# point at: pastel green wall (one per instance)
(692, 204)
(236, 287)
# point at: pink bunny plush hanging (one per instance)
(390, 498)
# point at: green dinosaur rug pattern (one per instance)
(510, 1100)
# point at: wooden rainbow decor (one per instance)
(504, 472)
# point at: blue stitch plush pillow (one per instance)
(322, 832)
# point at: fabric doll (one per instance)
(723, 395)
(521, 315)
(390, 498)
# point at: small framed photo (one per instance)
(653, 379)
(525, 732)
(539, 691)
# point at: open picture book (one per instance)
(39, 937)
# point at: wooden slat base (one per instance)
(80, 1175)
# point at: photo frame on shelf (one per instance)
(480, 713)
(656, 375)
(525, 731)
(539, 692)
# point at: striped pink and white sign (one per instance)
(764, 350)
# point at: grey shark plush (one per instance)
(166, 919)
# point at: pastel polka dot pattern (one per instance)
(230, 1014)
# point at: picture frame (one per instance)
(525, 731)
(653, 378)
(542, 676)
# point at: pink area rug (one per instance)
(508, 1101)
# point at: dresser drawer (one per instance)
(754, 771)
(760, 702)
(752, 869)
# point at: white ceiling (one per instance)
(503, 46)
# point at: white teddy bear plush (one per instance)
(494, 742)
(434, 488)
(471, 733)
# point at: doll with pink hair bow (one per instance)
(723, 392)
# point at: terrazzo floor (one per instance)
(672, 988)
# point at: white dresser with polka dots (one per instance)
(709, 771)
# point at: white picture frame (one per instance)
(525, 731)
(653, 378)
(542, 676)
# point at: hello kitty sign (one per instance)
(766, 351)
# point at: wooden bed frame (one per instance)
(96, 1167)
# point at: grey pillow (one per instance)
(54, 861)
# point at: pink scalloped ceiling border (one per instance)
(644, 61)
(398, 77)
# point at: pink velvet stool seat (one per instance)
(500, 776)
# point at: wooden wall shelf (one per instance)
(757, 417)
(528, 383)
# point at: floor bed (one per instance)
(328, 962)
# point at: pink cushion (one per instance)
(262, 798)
□ □ □
-- EXERCISE OBJECTIVE --
Transcribe the entire listing above precisely.

-- WORKED ANSWER --
# point at: pastel green wall (one per instance)
(692, 204)
(236, 287)
# point at: pink bunny plush hanging (one per instance)
(390, 498)
# point at: green dinosaur rug pattern (one per instance)
(510, 1100)
# point at: wooden rainbow decor (one per instance)
(504, 472)
# point at: blue stitch plush pillow (one per instance)
(322, 832)
# point at: fabric doll (one per instance)
(723, 395)
(521, 315)
(390, 498)
# point at: small framed photo (one per instance)
(653, 379)
(525, 732)
(539, 691)
# point at: open picture book (one per instance)
(39, 937)
# point at: wooden slat base (one per instance)
(80, 1175)
# point at: photo frame on shelf (one per instance)
(480, 713)
(656, 375)
(525, 731)
(539, 692)
# point at: striped pink and white sign (one per instance)
(764, 350)
# point at: grey shark plush (one per instance)
(166, 919)
# point at: pastel polka dot pattern (one per instance)
(230, 1014)
# point at: picture frame (one per instance)
(525, 731)
(653, 378)
(542, 676)
# point at: pink area rug (one per instance)
(508, 1101)
# point at: dresser drawer (one per instance)
(754, 771)
(760, 702)
(752, 869)
# point at: white ceiling (one per instance)
(503, 46)
# point at: white teddy bear plush (one per instance)
(494, 742)
(434, 488)
(471, 733)
# point at: doll with pink hair bow (one per instance)
(723, 392)
# point at: terrazzo floor (one per instance)
(672, 988)
# point at: white dresser with polka dots (one per instance)
(709, 771)
# point at: white picture frame (one per instance)
(525, 731)
(653, 378)
(542, 676)
# point at: hello kitty sign (one per instance)
(766, 351)
# point at: wooden bed frame (one per instance)
(96, 1167)
# point at: grey pillow (one per instance)
(54, 861)
# point at: pink scalloped ceiling border (one per instance)
(644, 61)
(398, 77)
# point at: pink velvet stool seat (one per instance)
(500, 776)
# point at: wooden wall shelf (one per instance)
(757, 417)
(528, 383)
# point at: floor bed (one per instance)
(328, 962)
# point at: pink cushion (one per instance)
(262, 798)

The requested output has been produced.